(Beginning of GIVEN DATA)

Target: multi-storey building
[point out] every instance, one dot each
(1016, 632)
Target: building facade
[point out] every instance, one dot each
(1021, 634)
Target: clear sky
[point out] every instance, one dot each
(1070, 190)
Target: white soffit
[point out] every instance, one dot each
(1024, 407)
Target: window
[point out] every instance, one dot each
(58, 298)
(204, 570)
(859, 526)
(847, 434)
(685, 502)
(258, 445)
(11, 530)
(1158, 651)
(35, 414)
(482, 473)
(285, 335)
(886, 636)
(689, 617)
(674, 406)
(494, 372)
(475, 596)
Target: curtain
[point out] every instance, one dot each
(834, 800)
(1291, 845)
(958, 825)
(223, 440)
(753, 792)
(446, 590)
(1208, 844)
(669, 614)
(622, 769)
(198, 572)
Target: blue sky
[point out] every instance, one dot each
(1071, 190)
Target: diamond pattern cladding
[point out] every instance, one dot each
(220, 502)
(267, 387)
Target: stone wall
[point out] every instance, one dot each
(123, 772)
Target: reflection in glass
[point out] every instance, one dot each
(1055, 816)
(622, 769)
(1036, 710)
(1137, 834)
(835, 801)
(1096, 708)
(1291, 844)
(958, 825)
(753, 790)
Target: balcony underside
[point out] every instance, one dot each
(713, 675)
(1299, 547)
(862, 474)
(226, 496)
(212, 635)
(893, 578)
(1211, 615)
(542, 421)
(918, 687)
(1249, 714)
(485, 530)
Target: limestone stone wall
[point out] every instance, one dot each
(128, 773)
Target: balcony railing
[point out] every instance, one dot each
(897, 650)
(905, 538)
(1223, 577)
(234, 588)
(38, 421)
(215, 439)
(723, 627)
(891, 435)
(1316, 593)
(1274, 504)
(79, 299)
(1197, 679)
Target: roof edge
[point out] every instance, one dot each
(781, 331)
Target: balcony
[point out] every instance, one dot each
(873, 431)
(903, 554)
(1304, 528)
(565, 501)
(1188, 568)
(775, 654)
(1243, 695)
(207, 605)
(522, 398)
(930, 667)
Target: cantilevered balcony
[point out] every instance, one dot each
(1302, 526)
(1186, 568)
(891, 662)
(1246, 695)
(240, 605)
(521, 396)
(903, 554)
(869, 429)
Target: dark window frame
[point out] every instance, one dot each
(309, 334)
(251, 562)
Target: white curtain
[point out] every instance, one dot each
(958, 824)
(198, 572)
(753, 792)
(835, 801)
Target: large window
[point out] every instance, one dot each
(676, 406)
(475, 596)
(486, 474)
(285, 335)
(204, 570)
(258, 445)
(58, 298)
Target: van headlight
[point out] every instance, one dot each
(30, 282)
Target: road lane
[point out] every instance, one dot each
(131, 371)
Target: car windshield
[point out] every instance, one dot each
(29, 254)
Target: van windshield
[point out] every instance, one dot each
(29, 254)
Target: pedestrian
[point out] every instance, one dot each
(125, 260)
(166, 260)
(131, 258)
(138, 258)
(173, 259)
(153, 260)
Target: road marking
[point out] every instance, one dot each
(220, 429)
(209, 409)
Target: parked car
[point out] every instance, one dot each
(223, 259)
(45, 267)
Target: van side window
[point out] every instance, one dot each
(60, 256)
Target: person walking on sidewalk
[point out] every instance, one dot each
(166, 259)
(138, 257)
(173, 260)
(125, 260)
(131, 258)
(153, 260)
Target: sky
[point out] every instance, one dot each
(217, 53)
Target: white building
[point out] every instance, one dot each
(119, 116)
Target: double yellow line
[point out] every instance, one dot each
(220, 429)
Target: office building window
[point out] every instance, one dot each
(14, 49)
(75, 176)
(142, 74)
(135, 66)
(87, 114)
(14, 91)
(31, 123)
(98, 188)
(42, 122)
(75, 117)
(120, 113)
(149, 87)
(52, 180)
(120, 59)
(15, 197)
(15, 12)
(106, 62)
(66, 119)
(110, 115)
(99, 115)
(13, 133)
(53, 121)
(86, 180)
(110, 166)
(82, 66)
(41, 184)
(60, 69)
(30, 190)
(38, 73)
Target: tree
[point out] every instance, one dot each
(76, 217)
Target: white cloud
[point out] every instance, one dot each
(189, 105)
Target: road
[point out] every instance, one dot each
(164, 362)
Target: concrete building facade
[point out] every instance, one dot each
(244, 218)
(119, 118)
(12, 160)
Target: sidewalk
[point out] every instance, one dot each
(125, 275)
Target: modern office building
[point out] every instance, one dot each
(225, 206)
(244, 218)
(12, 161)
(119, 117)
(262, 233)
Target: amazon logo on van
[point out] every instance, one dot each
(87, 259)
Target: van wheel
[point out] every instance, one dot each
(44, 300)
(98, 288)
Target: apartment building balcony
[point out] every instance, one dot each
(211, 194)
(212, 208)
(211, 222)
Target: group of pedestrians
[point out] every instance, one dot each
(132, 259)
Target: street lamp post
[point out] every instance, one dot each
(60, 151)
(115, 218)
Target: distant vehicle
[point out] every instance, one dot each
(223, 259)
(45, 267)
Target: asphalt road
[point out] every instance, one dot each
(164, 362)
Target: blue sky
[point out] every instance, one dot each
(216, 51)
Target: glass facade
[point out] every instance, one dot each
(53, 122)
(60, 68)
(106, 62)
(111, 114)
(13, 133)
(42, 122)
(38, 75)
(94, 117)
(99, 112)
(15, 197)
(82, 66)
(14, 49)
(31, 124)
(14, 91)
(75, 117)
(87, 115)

(End of GIVEN DATA)

TASK TO COMPLETE => Could you reproduce, exactly, every line above from the line with "Target: large window" to the line with "Target: office building window", and no other line? Both ends count.

EXERCISE ANSWER =>
Target: large window
[point out] every instance, one dot each
(676, 406)
(475, 596)
(486, 474)
(285, 335)
(204, 570)
(258, 445)
(58, 298)
Target: van headlight
[point out] every instance, one dot each
(30, 282)
Target: road lane
[point out] every instance, one dot each
(131, 371)
Target: car windshield
[point out] every instance, one dot each
(29, 254)
Target: van windshield
[point out] every instance, one dot each
(29, 254)
Target: pedestrian
[point out] every instance, one dot each
(125, 260)
(166, 260)
(131, 258)
(138, 258)
(173, 259)
(153, 260)
Target: road marking
[point out] every instance, one dot each
(220, 429)
(209, 409)
Target: parked car
[point out] every instance, one dot each
(223, 259)
(45, 267)
Target: van side window
[point out] every instance, one dot each
(60, 256)
Target: person walking on sidewalk
[point out] every instance, one dot each
(166, 259)
(138, 257)
(173, 260)
(125, 260)
(131, 258)
(153, 260)
Target: sky
[point out] every instance, one dot each
(217, 53)
Target: white building
[point out] every instance, one dot each
(119, 116)
Target: double yellow line
[point out] every instance, one dot each
(220, 429)
Target: office building window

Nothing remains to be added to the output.